**Your instructions**
Nothing but an exact copy is wanted here: the line with "Find white stone" and all the lines that follow it in the entries below.

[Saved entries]
══════════════════════════════
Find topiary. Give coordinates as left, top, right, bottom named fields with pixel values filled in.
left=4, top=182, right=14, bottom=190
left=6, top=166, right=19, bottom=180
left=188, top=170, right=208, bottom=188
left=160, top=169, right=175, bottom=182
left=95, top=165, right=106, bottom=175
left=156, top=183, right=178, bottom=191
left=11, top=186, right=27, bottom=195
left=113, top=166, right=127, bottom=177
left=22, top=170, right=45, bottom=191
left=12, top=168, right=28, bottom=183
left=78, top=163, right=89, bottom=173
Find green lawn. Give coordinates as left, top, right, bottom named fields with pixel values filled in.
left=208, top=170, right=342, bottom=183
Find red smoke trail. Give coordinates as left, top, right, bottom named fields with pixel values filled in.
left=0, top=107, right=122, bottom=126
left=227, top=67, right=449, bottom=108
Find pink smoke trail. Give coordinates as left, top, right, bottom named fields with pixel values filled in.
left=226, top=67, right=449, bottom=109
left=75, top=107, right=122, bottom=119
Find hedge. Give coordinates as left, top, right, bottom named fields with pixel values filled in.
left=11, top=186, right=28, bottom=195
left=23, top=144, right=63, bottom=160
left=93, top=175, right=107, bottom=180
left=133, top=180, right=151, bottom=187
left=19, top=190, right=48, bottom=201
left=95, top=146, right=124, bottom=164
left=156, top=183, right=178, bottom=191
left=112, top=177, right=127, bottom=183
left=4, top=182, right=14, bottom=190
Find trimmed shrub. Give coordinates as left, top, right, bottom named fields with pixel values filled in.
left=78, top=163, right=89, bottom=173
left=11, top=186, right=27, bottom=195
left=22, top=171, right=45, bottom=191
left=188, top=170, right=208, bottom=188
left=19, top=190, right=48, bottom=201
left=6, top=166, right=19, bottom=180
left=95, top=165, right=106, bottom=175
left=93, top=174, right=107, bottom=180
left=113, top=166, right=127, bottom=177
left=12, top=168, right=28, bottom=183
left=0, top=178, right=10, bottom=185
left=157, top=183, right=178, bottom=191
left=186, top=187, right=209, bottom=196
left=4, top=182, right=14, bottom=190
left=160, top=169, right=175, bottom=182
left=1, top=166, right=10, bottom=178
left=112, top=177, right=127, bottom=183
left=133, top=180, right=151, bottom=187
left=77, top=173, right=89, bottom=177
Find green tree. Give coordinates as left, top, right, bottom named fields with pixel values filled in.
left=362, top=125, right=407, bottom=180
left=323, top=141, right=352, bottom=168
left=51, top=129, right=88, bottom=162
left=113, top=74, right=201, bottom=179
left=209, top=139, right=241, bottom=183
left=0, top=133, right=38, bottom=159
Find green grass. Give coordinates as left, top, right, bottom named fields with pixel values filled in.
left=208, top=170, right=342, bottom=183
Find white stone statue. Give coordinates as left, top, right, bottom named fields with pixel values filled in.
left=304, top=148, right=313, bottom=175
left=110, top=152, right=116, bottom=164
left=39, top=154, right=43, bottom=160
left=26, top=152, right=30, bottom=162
══════════════════════════════
**Finished exercise**
Find white stone statue. Give coordinates as left, top, right, bottom named fields with pixel values filled in.
left=304, top=148, right=313, bottom=175
left=110, top=152, right=116, bottom=164
left=39, top=154, right=43, bottom=160
left=26, top=152, right=30, bottom=162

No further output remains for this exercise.